Beware the Jabberwock, my son,
the jaws that bite and claws that scratch...
  • One thing was certain, that the white kitten had had nothing to do with it: — it was the black kitten's fault entirely. For the white kitten had been having its face washed by the old cat for the last quarter of an hour (and bearing it pretty well, considering); so you see that it couldn't have had any hand in the mischief.
  • "Do you hear the snow against the window-panes, Kitty? How nice and soft it sounds! Just as if some one was kissing the window all over outside. I wonder if the snow loves the trees and fields, that it kisses them so gently? And then it covers them up snug, you know, with a white quilt; and perhaps it says, "Go to sleep, darlings, till the summer comes again." And when they wake up in the summer, Kitty, they dress themselves all in green, and dance about — whenever the wind blows — oh, that's very pretty!" cried Alice, dropping the ball of worsted to clap her hands. "And I do so wish it was true! I'm sure the woods look sleepy in the autumn, when the leaves are getting brown."

### STORED DATA
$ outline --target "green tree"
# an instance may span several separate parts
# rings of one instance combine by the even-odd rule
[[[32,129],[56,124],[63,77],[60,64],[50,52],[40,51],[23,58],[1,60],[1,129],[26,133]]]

### TASKS FOR THIS EXERCISE
[a] List each different color word in the Alice passage, one time each.
[b] Print the Alice passage from "Beware the Jabberwock, my" up to and including "in the mischief.".
[c] Write what comes next in the Alice passage, picking up right after its final sentence.

### ANSWERS BELOW
[a] white, black, green, brown

[b]
Beware the Jabberwock, my son,
the jaws that bite and claws that scratch...
  • One thing was certain, that the white kitten had had nothing to do with it: — it was the black kitten's fault entirely. For the white kitten had been having its face washed by the old cat for the last quarter of an hour (and bearing it pretty well, considering); so you see that it couldn't have had any hand in the mischief.

[c]
  • In another moment Alice was through the glass, and had jumped lightly down into the Looking-glass room. The very first thing she did was to look whether there was a fire in the fireplace, and she was quite pleased to find that there was a real one, blazing away as brightly as the one she had left behind. "So I shall be as warm here as I was in the old room," thought Alice: "warmer, in fact, because there'll be no one here to scold me away from the fire. Oh, what fun it'll be, when they see me through the glass in here, and can't get at me!"
  • "The horror of that moment," the King went on, "I shall never never forget!"
    "You will, though," the Queen said, "if you don't make a memorandum of it."
    • White King and Queen
  • Twas brillig and the slithy toves,
    Did gyre and gimble in the wabe;
    All mimsy were the borogoves,
    And the mome raths outgrabe.

    "Beware the Jabberwock, my son!
    The jaws that bite, the claws that catch!
    Beware the Jubjub bird, and shun
    The frumious Bandersnatch!"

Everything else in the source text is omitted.